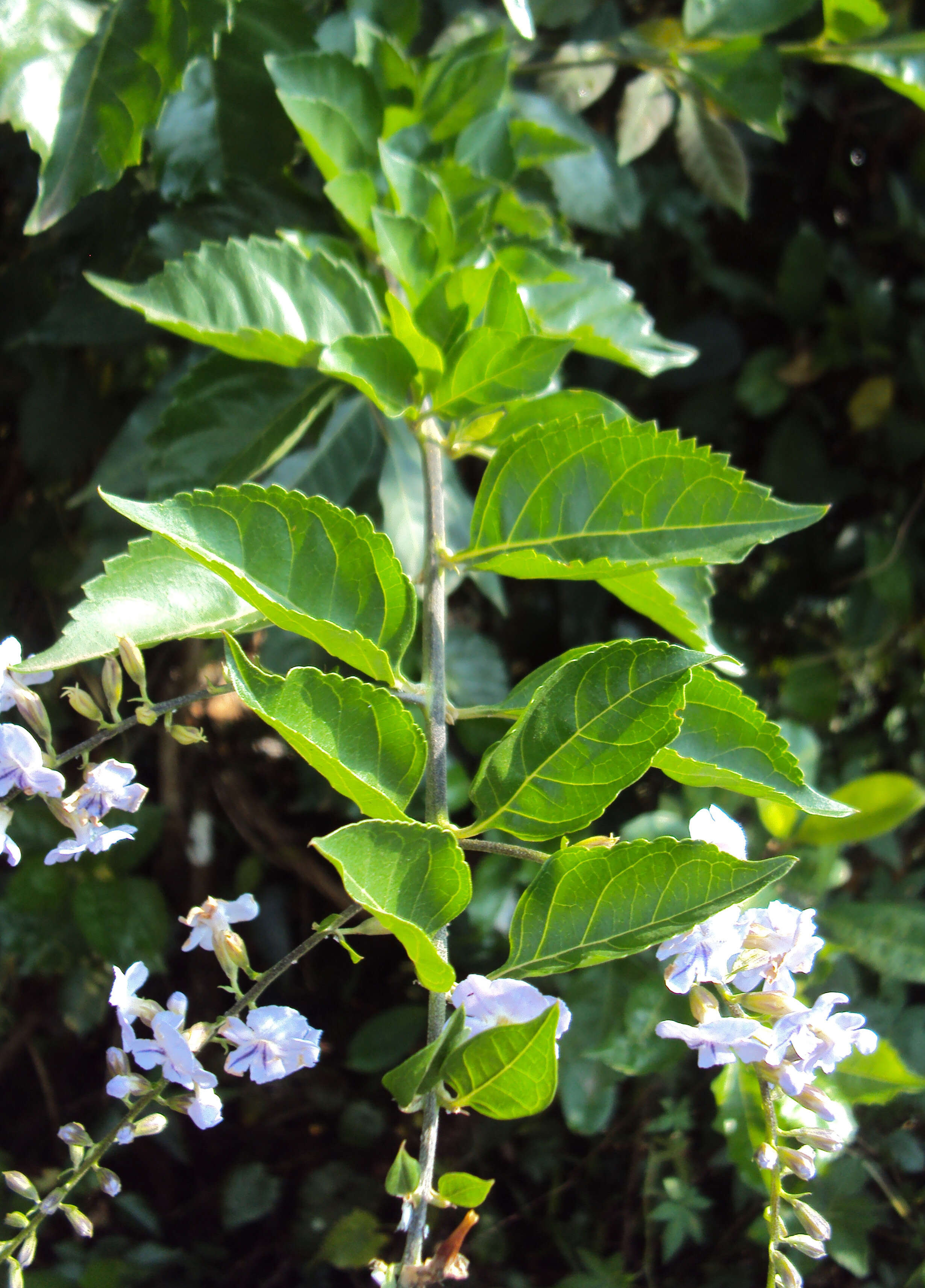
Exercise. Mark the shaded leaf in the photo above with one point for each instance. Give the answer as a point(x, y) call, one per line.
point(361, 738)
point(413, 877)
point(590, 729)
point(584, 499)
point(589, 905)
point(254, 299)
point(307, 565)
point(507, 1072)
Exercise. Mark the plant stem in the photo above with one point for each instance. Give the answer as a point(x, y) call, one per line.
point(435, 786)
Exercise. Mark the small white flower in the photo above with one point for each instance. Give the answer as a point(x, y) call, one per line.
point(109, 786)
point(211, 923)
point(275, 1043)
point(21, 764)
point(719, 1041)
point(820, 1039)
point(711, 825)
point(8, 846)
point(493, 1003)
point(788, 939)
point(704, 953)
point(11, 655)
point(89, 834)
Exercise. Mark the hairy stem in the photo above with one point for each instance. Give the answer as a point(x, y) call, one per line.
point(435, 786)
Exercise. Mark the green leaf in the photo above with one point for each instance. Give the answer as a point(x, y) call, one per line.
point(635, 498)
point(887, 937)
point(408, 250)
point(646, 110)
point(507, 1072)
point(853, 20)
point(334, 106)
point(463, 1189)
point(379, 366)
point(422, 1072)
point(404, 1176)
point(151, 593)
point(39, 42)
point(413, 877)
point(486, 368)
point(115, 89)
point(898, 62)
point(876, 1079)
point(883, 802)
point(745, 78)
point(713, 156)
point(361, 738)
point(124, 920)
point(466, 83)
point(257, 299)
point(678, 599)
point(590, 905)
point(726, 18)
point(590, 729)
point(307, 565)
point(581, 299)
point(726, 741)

------------------------------------------------

Assigned task »
Without the pictures, copy out each entry exactly as it stands.

Result of the exercise »
Exercise. Mark the shaded leaf in the photo above with one point for each instance. Give the answer as a point(x, y) call, one per line.
point(361, 738)
point(413, 877)
point(590, 729)
point(584, 499)
point(589, 905)
point(254, 299)
point(307, 565)
point(507, 1072)
Exercise. Mark the plant stem in the photo above with one point for each instance. Give the answer as a point(x, y) call, one per line.
point(435, 786)
Exercise. Mark the small white flower in the photo above with one point for each instance. Give the answer as a point(x, y) call, one per line.
point(109, 786)
point(211, 923)
point(275, 1043)
point(21, 764)
point(719, 1041)
point(820, 1039)
point(711, 825)
point(8, 846)
point(493, 1003)
point(788, 939)
point(704, 953)
point(11, 655)
point(89, 834)
Exercise. Mark the hairy stem in the photo above with one point for each instance. Give the answer as a point(x, y) call, one per line.
point(435, 786)
Exercise. Mark the green leaf in the photo above with one point for each instance. Give the answer as a point(x, y) call, one per line.
point(635, 498)
point(887, 937)
point(408, 250)
point(646, 110)
point(507, 1072)
point(853, 20)
point(334, 106)
point(463, 1189)
point(379, 366)
point(422, 1072)
point(404, 1176)
point(151, 593)
point(39, 42)
point(413, 877)
point(486, 368)
point(115, 89)
point(898, 62)
point(876, 1079)
point(883, 802)
point(745, 78)
point(713, 156)
point(361, 738)
point(124, 920)
point(466, 83)
point(257, 299)
point(678, 599)
point(590, 905)
point(726, 18)
point(590, 729)
point(307, 565)
point(581, 299)
point(726, 741)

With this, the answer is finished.